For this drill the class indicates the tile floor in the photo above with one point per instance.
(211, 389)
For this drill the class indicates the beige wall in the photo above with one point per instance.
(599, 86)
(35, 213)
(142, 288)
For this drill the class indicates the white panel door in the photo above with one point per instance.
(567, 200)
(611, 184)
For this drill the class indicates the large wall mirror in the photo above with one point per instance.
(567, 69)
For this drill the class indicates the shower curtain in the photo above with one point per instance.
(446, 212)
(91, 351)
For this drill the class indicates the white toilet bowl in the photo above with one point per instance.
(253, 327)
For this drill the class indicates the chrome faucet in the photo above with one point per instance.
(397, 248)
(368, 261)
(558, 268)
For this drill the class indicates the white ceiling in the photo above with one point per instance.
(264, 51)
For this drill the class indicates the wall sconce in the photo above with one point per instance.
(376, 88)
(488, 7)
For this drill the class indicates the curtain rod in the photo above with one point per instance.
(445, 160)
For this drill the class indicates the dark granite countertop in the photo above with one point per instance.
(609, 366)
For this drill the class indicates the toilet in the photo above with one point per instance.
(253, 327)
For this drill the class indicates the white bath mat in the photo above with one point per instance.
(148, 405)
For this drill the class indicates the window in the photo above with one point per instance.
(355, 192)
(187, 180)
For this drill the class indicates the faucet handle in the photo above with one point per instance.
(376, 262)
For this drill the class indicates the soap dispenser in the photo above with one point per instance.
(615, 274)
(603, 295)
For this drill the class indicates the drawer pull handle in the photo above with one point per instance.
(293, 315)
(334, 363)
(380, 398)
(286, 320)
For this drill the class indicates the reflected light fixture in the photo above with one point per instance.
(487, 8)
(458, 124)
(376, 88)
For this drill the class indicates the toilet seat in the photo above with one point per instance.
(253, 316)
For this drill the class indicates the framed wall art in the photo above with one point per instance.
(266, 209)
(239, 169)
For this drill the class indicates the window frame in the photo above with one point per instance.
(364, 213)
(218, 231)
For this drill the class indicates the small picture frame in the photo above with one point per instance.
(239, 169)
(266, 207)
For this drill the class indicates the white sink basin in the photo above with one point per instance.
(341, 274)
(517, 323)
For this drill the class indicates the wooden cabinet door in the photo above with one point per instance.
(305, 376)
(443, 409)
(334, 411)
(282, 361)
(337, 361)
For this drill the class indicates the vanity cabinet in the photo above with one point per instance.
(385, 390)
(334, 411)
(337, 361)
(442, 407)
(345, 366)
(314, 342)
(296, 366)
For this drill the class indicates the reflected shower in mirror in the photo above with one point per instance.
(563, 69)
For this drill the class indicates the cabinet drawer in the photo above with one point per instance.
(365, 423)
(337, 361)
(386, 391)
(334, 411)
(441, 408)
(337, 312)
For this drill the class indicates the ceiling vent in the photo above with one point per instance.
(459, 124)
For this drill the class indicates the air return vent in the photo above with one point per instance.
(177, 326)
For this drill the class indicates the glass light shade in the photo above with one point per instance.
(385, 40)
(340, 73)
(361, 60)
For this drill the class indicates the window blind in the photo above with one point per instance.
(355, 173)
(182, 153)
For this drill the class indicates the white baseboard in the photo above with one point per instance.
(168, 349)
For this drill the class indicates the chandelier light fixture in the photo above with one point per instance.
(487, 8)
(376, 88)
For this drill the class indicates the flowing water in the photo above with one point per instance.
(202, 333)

...

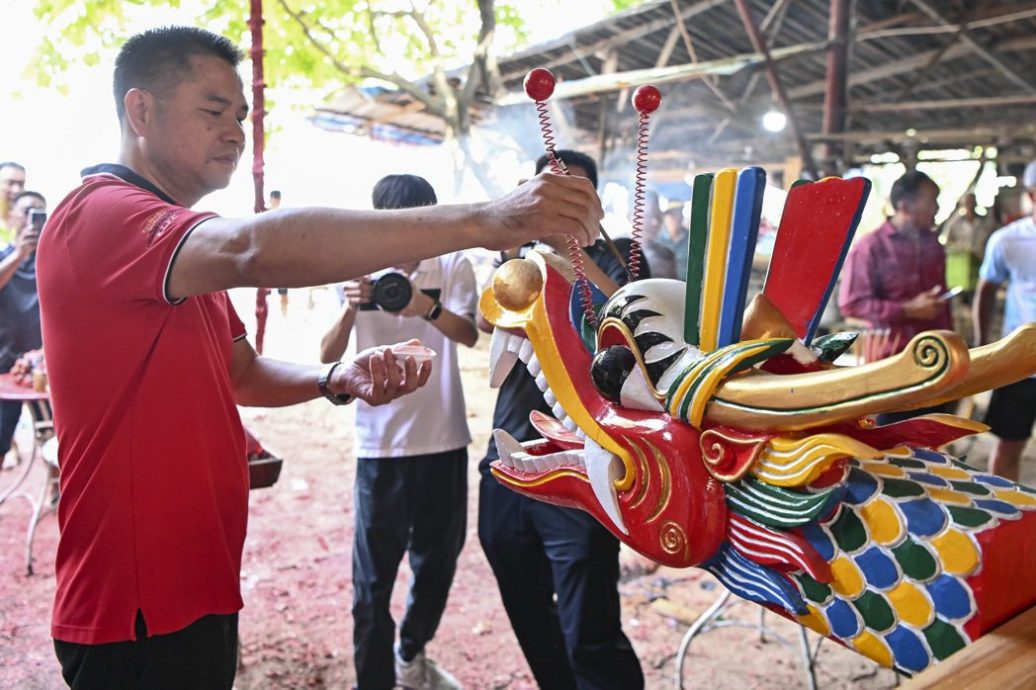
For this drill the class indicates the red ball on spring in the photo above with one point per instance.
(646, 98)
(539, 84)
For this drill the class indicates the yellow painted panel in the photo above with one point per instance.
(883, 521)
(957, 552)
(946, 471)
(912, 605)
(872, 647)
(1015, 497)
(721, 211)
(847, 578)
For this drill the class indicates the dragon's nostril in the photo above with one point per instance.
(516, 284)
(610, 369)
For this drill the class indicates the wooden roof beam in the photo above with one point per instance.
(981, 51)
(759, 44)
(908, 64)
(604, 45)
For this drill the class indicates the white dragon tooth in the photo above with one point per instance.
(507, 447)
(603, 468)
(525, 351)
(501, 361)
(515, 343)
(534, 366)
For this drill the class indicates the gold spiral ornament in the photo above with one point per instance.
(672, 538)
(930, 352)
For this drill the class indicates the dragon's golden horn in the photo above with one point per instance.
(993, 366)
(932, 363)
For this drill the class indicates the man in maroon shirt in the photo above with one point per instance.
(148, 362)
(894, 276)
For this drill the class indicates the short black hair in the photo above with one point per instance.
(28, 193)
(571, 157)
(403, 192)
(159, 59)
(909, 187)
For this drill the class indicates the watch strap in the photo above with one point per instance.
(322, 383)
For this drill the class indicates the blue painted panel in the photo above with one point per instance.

* * *

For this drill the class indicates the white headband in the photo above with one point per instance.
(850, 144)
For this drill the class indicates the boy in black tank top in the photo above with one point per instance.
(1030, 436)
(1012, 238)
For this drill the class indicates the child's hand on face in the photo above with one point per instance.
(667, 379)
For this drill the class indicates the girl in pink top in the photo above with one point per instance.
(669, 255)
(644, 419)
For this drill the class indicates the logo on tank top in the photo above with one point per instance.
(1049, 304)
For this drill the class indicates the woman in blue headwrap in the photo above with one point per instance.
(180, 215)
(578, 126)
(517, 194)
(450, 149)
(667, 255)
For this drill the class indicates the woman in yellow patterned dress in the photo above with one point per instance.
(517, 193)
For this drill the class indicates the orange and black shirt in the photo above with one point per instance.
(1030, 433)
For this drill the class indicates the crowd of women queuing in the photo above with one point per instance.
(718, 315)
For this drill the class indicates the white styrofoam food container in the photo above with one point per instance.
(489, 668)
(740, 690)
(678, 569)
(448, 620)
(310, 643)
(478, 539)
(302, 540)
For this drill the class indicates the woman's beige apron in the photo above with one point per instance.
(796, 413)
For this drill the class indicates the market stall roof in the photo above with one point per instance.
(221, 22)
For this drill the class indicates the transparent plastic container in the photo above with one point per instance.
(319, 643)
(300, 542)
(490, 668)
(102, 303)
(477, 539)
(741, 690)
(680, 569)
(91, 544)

* _AIM OF THE EXERCISE_
Filter the rows above and copy out each line that holds the string "beige".

* _OUTPUT OF THE EXERCISE_
For this drill the class indicates the beige wall in the photo above with one point per instance.
For this drill the class indicates the woman's beige apron in the photo above with one point per instance.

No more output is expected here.